:: Task requirements ::
Would you extract the whole listing below and retype it exactly?
* * *
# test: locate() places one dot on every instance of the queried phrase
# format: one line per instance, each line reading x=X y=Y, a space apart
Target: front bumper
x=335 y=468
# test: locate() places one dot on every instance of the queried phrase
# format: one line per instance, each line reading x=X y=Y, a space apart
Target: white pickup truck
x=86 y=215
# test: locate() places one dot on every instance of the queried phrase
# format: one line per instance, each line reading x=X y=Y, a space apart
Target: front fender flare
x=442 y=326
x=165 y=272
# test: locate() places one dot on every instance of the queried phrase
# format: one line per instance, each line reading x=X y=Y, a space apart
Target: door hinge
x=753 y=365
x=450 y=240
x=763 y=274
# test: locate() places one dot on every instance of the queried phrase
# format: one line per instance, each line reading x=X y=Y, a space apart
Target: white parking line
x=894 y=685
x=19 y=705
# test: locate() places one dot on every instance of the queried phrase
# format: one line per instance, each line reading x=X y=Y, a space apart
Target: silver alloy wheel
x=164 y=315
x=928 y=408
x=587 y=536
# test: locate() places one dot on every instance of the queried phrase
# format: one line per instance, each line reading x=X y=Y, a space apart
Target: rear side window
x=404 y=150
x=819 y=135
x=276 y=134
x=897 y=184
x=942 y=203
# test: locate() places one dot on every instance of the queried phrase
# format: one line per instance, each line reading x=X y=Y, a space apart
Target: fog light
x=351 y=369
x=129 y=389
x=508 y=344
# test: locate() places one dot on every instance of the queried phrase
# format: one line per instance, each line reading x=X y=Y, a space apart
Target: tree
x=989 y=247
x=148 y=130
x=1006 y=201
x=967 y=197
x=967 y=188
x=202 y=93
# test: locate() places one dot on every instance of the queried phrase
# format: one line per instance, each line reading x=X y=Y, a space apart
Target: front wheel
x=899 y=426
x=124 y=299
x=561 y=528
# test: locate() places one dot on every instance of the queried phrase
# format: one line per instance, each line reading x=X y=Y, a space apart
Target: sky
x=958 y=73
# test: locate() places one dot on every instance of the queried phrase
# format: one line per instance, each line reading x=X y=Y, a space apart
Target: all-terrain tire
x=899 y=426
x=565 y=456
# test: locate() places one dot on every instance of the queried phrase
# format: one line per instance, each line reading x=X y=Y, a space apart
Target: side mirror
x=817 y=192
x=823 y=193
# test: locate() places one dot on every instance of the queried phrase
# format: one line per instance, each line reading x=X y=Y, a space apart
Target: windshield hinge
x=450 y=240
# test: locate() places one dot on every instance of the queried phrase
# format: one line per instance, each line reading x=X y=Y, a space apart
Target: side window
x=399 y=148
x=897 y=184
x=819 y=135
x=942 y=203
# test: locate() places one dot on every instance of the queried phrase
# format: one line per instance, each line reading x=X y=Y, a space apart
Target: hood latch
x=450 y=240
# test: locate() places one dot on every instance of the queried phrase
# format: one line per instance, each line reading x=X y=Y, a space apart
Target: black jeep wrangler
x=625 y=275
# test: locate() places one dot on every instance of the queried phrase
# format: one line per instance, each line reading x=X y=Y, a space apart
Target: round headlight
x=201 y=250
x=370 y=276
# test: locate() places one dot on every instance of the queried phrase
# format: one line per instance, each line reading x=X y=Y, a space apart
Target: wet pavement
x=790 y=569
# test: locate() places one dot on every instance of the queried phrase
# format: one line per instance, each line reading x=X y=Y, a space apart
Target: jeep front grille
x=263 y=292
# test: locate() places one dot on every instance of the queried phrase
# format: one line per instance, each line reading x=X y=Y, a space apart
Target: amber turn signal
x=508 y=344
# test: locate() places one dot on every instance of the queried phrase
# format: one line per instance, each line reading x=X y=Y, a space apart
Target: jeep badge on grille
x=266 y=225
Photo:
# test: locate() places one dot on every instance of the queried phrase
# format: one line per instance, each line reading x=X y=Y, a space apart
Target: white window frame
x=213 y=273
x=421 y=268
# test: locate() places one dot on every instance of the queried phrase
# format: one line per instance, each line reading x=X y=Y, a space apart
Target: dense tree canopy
* * *
:: Response to the exercise ::
# test: locate() places one dot on every instance of the queried phrase
# format: one line per instance, each line reading x=X y=Y, a space apart
Target: front bumper
x=335 y=468
# test: locate() places one dot on every instance of the queried phrase
# format: one line per instance, each line reading x=X y=Y, a space apart
Target: white pickup truck
x=86 y=215
# test: locate() places one dot on every instance of the queried phrase
# format: one line per instance, each line reading x=X y=Y, a space apart
Target: front fender flare
x=442 y=326
x=165 y=272
# test: locate() places one dot on every instance of the queried phrase
# format: one line per instance, each line reading x=X y=Y, a space apart
Target: door hinge
x=753 y=365
x=450 y=240
x=763 y=274
# test: locate() places one dot on every instance of the queried phrase
# format: one line per instance, each line reading x=X y=Y, a space apart
Target: white parking line
x=894 y=685
x=19 y=705
# test: locate() places one dot on every instance of the queried phrase
# format: one line per instance, each line reading x=X y=Y, a space apart
Target: silver alloy wheel
x=164 y=315
x=928 y=408
x=587 y=536
# test: locate() places one dot on every instance of the queried phrase
# format: one line per instance, each line reading x=X y=Y, a space apart
Target: rear side window
x=404 y=150
x=819 y=135
x=276 y=134
x=897 y=184
x=942 y=203
# test: locate() places one dot on every instance of the queried phrase
# format: one line per instance, each line reading x=X y=Y, a space apart
Target: fog light
x=351 y=369
x=129 y=389
x=508 y=344
# test: locate() places one dot on every instance of the queried phrase
# format: one line per instance, each line reading x=X y=Y, a space apart
Target: tree
x=989 y=247
x=148 y=130
x=1006 y=201
x=967 y=197
x=967 y=188
x=202 y=93
# test: locate() places one dot on every instance of the queried phrase
# format: one line per instance, each line reading x=X y=Y, a space apart
Target: front wheel
x=899 y=426
x=124 y=299
x=561 y=528
# test: locate() places one dot on every instance of the queried phrase
# format: one line per instance, each line reading x=X y=Y, a space apart
Target: sky
x=958 y=73
# test: locate() places one dot on every instance of the queried phrase
# format: one line per instance, each line reading x=X y=Y, a space apart
Target: all-terrain tire
x=899 y=426
x=565 y=456
# test: locate() places one dot on every instance of the queried phrase
# format: one line per instance, each line reading x=X y=Y, a space apart
Target: side mirror
x=817 y=192
x=823 y=193
# test: locate() places one dot on every instance of the queried phrase
# format: one line per instance, each line reading x=X y=Y, a space apart
Target: windshield hinge
x=450 y=240
# test: locate() places one dot on every instance of the queried phrase
# format: one line per instance, each line reading x=X y=Y, a space apart
Target: side window
x=399 y=148
x=897 y=184
x=819 y=135
x=942 y=203
# test: locate() places one dot on every instance of the queried phrase
# format: one line per instance, each line reading x=X y=Y, a space apart
Target: hood latch
x=450 y=240
# test: locate() places one dot on every instance of the queried phrase
# format: one line per instance, each line reading x=X y=Y, a space apart
Target: black jeep wrangler
x=625 y=275
# test: locate() places one dot on every instance of the queried phrase
# format: one line per instance, each line reading x=X y=Y, a space apart
Target: round headlight
x=201 y=250
x=370 y=276
# test: locate() places one dot on every instance of the queried phrase
# format: one line per instance, each line reading x=X y=Y, a space apart
Target: wet pavement
x=790 y=569
# test: locate() places one dot on every instance of the queried phrase
# format: one line per instance, each line reading x=X y=Y, a space apart
Target: jeep front grille
x=263 y=292
# test: locate() places one dot on every instance of the queried phrase
# format: one line per instance, each line reading x=X y=Y, a space apart
Target: amber turn signal
x=508 y=344
# test: locate() places one dot on every instance of the queried phrase
# format: one line per instance, each line reading x=X y=Y, a space apart
Target: jeep badge on grille
x=266 y=225
Photo:
# test: locate() places one dot on every instance of the queried phrase
# format: one line per instance, each line reading x=X y=Y, a space apart
Target: white window frame
x=213 y=273
x=421 y=268
# test: locate() places one dot on every instance of the queried phrase
# format: one line per instance, each line reading x=X y=Y, a space apart
Target: dense tree canopy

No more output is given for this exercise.